**Task goal**
Copy the records below, starting at the line that contains "of the white-edged" and continuing through the end of the records. Swap "Locations" for "Positions" everywhere it occurs and change nothing else.
═══
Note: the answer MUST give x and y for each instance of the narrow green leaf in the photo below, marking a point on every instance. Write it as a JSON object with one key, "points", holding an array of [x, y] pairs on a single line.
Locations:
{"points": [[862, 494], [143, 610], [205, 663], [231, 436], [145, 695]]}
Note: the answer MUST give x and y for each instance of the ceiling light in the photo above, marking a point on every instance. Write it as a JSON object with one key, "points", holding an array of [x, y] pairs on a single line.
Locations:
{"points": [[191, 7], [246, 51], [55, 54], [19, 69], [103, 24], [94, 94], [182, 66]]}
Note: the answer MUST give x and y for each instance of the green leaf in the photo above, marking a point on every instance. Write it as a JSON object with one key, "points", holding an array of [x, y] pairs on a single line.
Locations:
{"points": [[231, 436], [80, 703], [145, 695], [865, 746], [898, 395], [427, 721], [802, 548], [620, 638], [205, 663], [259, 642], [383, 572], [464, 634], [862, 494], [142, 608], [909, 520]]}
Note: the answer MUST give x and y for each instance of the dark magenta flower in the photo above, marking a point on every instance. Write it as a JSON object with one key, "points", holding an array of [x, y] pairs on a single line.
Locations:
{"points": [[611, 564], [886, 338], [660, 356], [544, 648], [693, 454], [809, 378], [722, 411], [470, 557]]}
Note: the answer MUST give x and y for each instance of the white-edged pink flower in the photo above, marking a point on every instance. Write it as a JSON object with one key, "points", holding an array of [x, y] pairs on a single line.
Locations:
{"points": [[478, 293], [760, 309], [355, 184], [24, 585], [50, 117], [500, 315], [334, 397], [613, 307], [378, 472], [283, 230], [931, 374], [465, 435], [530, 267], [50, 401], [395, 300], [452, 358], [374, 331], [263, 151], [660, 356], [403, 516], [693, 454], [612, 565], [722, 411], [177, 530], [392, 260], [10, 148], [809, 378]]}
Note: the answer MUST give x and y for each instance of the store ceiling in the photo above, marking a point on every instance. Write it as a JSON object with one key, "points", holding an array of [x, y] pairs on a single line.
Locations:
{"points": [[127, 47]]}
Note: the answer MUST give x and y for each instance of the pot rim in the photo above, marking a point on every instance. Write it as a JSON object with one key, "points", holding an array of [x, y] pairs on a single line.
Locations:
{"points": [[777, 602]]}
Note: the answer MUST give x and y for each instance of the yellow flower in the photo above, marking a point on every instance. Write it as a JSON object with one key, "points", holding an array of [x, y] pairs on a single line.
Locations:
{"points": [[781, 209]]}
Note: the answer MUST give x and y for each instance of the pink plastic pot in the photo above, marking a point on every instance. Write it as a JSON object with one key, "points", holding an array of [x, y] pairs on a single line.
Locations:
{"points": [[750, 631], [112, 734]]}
═══
**Written response**
Note: the answer MUST give x and y for each instance of the white-edged pink flower in the photo above, marking a point on every instance. Write it as a JSON object with one key, "points", holding an array of [x, y] pairs on a single line.
Positions:
{"points": [[478, 293], [760, 309], [355, 184], [24, 585], [50, 117], [500, 315], [334, 397], [613, 307], [378, 472], [283, 230], [931, 374], [465, 435], [530, 267], [50, 401], [395, 300], [452, 358], [374, 331], [263, 151], [660, 356], [403, 516], [693, 454], [612, 565], [722, 411], [177, 530], [392, 260], [10, 148], [809, 378]]}
Note: the answer MUST give x and y for each instance of the store ceiling in the photo above, marking a point on every instance. Write it as a JSON object with one key, "points", holding an array of [x, y] pairs on a single line.
Positions:
{"points": [[127, 47]]}
Note: the answer MUST give x and y for each instance of the pot rim in the photo above, marking a point on every instance. Write it as a JSON object with one key, "points", holding an array of [x, y] pairs on a single line.
Positions:
{"points": [[777, 602]]}
Note: the answer MUST give x and y for each instance of the yellow flower in the photo above, marking a point on every instance. Write it as a JSON object with one key, "points", holding an array of [x, y] pairs on a single line.
Positions:
{"points": [[781, 209]]}
Note: the answer MUST give x and y for each instance of the pink plastic pot in the photo above, marking a point on every instance. Write it as a JSON object with one key, "points", holding an array of [x, y] pairs on a single line.
Positions:
{"points": [[750, 631], [112, 734]]}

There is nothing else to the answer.